WRITTEN REQUEST: Identify each row below that contains the string "window", and copy every such row in full.

::::::::::

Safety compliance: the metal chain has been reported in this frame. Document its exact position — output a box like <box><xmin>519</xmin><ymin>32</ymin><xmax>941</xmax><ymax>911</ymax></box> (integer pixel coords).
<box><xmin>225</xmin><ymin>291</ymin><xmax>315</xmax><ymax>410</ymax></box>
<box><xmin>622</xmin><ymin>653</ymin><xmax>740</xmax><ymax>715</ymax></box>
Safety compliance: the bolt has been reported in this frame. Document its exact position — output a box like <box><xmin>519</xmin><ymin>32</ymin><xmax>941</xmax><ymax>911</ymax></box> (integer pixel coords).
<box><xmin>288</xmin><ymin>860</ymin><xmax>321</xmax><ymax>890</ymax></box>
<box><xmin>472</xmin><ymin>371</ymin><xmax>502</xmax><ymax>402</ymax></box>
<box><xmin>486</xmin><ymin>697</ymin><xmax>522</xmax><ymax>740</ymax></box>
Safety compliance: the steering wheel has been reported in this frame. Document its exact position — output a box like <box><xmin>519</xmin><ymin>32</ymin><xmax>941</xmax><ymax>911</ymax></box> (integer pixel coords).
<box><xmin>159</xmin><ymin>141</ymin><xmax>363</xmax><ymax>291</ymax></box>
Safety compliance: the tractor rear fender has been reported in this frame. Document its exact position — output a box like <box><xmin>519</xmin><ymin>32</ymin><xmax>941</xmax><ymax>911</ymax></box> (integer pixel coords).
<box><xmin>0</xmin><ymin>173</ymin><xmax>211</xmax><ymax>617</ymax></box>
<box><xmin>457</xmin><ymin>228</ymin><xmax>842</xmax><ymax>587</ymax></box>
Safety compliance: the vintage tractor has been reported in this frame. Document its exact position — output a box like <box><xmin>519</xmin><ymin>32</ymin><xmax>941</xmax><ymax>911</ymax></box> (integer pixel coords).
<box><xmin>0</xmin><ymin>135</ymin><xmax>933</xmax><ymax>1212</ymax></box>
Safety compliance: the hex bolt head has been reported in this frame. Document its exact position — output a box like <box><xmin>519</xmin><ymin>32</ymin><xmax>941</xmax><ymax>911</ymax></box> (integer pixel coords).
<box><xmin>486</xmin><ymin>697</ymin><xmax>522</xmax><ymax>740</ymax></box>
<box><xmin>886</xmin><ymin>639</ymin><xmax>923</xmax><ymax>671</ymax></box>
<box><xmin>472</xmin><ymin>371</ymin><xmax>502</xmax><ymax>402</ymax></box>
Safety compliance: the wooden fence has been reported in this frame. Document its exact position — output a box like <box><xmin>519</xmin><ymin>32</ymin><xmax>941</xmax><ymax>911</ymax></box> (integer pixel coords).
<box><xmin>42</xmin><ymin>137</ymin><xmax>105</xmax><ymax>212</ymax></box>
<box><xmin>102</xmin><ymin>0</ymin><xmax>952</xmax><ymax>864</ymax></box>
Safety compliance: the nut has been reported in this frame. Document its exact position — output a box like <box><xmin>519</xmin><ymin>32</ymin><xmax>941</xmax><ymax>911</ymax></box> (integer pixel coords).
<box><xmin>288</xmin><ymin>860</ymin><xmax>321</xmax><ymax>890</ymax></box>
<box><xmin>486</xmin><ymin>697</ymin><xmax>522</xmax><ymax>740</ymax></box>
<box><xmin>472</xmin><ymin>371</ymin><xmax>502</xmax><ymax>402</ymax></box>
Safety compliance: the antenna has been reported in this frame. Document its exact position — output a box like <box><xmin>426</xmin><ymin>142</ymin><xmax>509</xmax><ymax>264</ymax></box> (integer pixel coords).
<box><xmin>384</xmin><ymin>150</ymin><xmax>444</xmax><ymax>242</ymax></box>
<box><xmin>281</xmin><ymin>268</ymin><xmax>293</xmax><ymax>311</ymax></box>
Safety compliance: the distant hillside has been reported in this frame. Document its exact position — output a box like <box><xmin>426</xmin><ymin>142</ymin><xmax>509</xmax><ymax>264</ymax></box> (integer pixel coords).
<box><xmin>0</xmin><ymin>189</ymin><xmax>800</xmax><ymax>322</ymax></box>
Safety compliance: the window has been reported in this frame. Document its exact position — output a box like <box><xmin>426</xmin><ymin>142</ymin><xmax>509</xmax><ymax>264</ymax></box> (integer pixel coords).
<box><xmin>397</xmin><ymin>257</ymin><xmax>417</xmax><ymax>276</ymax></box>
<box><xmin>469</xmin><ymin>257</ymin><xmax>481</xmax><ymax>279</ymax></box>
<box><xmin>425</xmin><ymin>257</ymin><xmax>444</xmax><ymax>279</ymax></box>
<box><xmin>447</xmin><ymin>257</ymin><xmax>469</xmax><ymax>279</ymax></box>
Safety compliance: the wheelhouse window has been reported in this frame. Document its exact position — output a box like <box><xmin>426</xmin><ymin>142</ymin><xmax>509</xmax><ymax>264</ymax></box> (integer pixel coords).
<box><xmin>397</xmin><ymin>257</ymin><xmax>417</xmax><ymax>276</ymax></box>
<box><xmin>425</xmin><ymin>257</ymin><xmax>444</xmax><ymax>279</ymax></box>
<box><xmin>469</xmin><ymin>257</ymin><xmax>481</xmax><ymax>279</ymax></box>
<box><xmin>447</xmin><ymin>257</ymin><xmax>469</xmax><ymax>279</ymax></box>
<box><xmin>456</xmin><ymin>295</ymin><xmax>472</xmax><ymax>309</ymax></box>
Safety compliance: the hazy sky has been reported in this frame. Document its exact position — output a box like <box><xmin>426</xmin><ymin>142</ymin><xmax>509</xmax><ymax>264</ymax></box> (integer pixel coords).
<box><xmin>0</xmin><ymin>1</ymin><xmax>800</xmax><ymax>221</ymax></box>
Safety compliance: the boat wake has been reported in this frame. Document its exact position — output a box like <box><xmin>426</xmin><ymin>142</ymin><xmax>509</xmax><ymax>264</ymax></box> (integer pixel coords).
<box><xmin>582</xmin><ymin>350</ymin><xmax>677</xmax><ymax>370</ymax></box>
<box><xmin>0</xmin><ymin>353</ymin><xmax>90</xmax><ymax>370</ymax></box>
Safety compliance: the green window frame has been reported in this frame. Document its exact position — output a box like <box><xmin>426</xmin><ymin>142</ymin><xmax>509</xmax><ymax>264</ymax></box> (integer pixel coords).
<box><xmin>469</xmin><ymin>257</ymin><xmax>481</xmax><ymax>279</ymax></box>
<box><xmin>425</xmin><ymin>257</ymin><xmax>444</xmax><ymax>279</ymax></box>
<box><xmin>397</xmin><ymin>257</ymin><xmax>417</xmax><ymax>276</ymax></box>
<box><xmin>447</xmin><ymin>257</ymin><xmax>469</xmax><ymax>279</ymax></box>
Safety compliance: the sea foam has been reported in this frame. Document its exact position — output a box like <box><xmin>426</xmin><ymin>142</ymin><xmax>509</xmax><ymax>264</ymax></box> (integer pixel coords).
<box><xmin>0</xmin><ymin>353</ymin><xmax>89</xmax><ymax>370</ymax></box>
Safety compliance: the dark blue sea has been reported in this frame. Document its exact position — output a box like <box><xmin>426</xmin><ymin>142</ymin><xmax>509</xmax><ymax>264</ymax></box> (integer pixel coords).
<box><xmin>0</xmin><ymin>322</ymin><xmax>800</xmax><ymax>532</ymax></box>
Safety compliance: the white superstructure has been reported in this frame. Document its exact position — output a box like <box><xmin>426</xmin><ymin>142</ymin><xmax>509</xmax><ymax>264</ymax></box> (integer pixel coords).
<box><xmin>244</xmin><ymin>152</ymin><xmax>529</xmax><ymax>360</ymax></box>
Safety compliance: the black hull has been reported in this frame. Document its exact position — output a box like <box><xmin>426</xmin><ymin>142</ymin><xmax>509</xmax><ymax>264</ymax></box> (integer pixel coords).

::::::::::

THE REPLY:
Safety compliance: the window has been reported in this frame. Document its exact position — output a box like <box><xmin>426</xmin><ymin>142</ymin><xmax>509</xmax><ymax>264</ymax></box> (integer pixel coords).
Safety compliance: the wheelhouse window has been reported in this frame. Document its exact position — output a box like <box><xmin>426</xmin><ymin>142</ymin><xmax>509</xmax><ymax>264</ymax></box> (integer pixel coords).
Safety compliance: the green window frame has been reported in this frame. Document its exact position — output a box like <box><xmin>426</xmin><ymin>142</ymin><xmax>509</xmax><ymax>264</ymax></box> (integer pixel coords).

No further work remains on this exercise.